** Begin INFORMATION SUPPLIED **

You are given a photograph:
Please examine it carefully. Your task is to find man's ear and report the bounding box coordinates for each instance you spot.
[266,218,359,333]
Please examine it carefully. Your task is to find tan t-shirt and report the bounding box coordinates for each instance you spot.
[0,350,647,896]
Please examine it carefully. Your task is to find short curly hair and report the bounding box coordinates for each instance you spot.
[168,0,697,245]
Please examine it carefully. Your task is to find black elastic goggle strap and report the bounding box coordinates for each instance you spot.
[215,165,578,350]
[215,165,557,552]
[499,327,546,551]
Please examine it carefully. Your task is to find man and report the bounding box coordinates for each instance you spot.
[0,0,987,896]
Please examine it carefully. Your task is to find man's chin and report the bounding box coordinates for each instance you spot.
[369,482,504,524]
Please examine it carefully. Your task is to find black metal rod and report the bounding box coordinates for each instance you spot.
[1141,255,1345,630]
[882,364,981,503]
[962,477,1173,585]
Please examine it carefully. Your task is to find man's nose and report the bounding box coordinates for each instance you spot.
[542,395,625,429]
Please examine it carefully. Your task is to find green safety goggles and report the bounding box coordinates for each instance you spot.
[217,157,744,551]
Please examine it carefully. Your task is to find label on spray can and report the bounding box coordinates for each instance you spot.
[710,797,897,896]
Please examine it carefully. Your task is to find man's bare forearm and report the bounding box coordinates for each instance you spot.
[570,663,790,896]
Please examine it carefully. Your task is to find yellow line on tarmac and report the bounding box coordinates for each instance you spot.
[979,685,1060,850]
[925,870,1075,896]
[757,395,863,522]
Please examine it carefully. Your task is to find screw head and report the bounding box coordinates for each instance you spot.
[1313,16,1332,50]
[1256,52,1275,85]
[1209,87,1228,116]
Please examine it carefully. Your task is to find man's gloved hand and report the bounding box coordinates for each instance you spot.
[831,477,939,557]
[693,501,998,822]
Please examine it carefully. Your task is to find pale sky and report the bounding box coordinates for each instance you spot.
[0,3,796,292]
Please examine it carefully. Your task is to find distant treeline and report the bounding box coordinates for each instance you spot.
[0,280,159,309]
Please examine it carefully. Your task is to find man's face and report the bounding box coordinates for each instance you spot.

** End INFORMATION SUPPLIED **

## SET PROBLEM
Copy out all of the lines above word for word, from the first one through the last.

## ANSWER TO THIS EXERCISE
You are given a photograph:
Please examine it carefully. Your task is to find man's ear and report the bounding box coordinates for each instance you spot.
[266,218,359,333]
Please examine it carefully. Your task is to find tan t-shirt and report the bounding box coordinates for each instance you spot.
[0,350,647,896]
Please examine it carefully. Your task is to find short curly hair and report the bounding box coordinates for each instance you spot.
[168,0,697,245]
Please examine it carefully. Your task is to find black elastic goggle strap and report the bounding box coordinates for each instance you spot.
[215,165,578,350]
[215,165,557,552]
[499,327,546,551]
Please examine it carefully. Your task is to find man and report the bounding box coordinates for each instance you spot.
[0,0,987,896]
Please examine it carefully. Your task is to find man's chin and report the bounding box coordinates for each instance you spot.
[369,482,504,524]
Please examine it carefully. Your task is to find black metal rod and report the bounding box coordinates for each instance you spot.
[1141,255,1345,630]
[882,364,981,503]
[962,477,1173,585]
Please examine it carefully. Your task is to find man's nose and report the bounding box coordinates for each instance you spot.
[542,395,625,429]
Please examine it carefully. Your task is to find green safety goggles and report the bounding box coordinates for each instance you spot.
[217,157,744,551]
Please examine it carefully. Your task is to find label on spray can and report the bounding box coordinates for each instance you spot.
[710,797,897,896]
Please examine it carefully. Your task is to find man's bare forearm and report the bounding box coordinates for each instance you spot.
[570,663,790,896]
Please examine it carefully. Your task is to find yellow line on tarmac and report the bounding box coordinates for each instance you spot.
[979,685,1060,850]
[925,870,1075,896]
[757,395,863,522]
Please examine it carefully. Your task is to find screw head and report the bounding box coordinates for each instance you spot.
[1313,16,1332,50]
[1256,52,1275,85]
[1209,87,1228,116]
Please examine it carefully. Your task is to find man's gloved hand and report the bounding box coordinates for each instance you spot.
[831,477,939,557]
[693,501,998,822]
Please examine it carefully. Your task is to find pale sky and report the bounding box coordinates for each instance you spot.
[0,3,796,292]
Please examine it carefully. Your task is to find distant treeline and report the bounding box coordinates for each instance you spot.
[0,280,159,309]
Please examine it carefully. Your task is to find man's face and report the bounding box coordinates for each instance you spot.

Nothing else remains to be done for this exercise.